Tarefa proposta A: Transcreva, sem qualquer alteração, todas as entradas de dados apresentadas abaixo.

•••

A peruana radicada em Berlim, Sofia Kourtesis, despontou para o mundo com alguns EPs impecáveis de house nos últimos anos. Um deles, o Sarita Colonia, faz referência à santa popular marginal peruana, botando-a para dançar em uma ópera dance-minimalista. Longe de casa, Sofia está com o coração o tempo todo lá. E canta, angelicalmente, na abertura de seu debut (na faixa-título Madres): "Hey / Niño que estás ahí / Vuelve a casa / Vuelve a casa". Sofia voltou à casa para cuidar de sua mãe acometida por um câncer. A mãe está melhor, graças a uma cirurgia bem sucedida. Sofia, por sua vez, criou uma obra-prima em homenagem às mães: de Sarita à sua própria genitora. Madres é o melhor disco eletrônico que eu ouço em mais de uma década. Seu uso de samplers e bases em repetição é absolutamente preciso e criativo, e Sofia sabe, como ninguém, inserir linhas melódicas nas canções, como em Madres, Si Te Portas Bonito e Estación Esperanza. Nesta última, Sofia dialoga com Manu Chao, devolvendo, finalmente, as apropriações do artista à casa (aguarde, Rosalía…daqui a 20 anos será sua vez).

Sofia tem um raro talento, que se manifesta na forma como transmuta a dor em canções etéreas, suaves e inesquecíveis. É o que faz (e declara, textualmente) em How Music Makes You Feel Better. Ouvir Sofia Kourtesis, (e vê-la tocar, em suas apresentações) é algo que realmente te faz sentir melhor, onde quer que você esteja. Mas se o bicho pegar, lembre-se sempre de voltar para casa. É lá que se encontra a cura para a dissociação e a desterritorialização contemporâneas.

•••

Tarefa proposta B: Reproduza na íntegra e sem alterações o texto acima sobre o disco Madres.

Entradas de dados
•••

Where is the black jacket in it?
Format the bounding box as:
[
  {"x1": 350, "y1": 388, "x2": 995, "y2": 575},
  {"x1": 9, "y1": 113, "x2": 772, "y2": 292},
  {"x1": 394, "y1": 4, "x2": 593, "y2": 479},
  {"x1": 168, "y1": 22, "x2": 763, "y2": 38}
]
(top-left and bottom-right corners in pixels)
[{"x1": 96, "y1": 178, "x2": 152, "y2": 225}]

•••

Solução completa A:
Where is the black jacket in it?
Format the bounding box as:
[
  {"x1": 350, "y1": 388, "x2": 995, "y2": 575},
  {"x1": 9, "y1": 113, "x2": 772, "y2": 292},
  {"x1": 394, "y1": 4, "x2": 593, "y2": 479},
  {"x1": 168, "y1": 22, "x2": 763, "y2": 38}
]
(top-left and bottom-right corners in pixels)
[{"x1": 96, "y1": 178, "x2": 152, "y2": 225}]

Solução completa B:
A peruana radicada em Berlim, Sofia Kourtesis, despontou para o mundo com alguns EPs impecáveis de house nos últimos anos. Um deles, o Sarita Colonia, faz referência à santa popular marginal peruana, botando-a para dançar em uma ópera dance-minimalista. Longe de casa, Sofia está com o coração o tempo todo lá. E canta, angelicalmente, na abertura de seu debut (na faixa-título Madres): "Hey / Niño que estás ahí / Vuelve a casa / Vuelve a casa". Sofia voltou à casa para cuidar de sua mãe acometida por um câncer. A mãe está melhor, graças a uma cirurgia bem sucedida. Sofia, por sua vez, criou uma obra-prima em homenagem às mães: de Sarita à sua própria genitora. Madres é o melhor disco eletrônico que eu ouço em mais de uma década. Seu uso de samplers e bases em repetição é absolutamente preciso e criativo, e Sofia sabe, como ninguém, inserir linhas melódicas nas canções, como em Madres, Si Te Portas Bonito e Estación Esperanza. Nesta última, Sofia dialoga com Manu Chao, devolvendo, finalmente, as apropriações do artista à casa (aguarde, Rosalía…daqui a 20 anos será sua vez).

Sofia tem um raro talento, que se manifesta na forma como transmuta a dor em canções etéreas, suaves e inesquecíveis. É o que faz (e declara, textualmente) em How Music Makes You Feel Better. Ouvir Sofia Kourtesis, (e vê-la tocar, em suas apresentações) é algo que realmente te faz sentir melhor, onde quer que você esteja. Mas se o bicho pegar, lembre-se sempre de voltar para casa. É lá que se encontra a cura para a dissociação e a desterritorialização contemporâneas.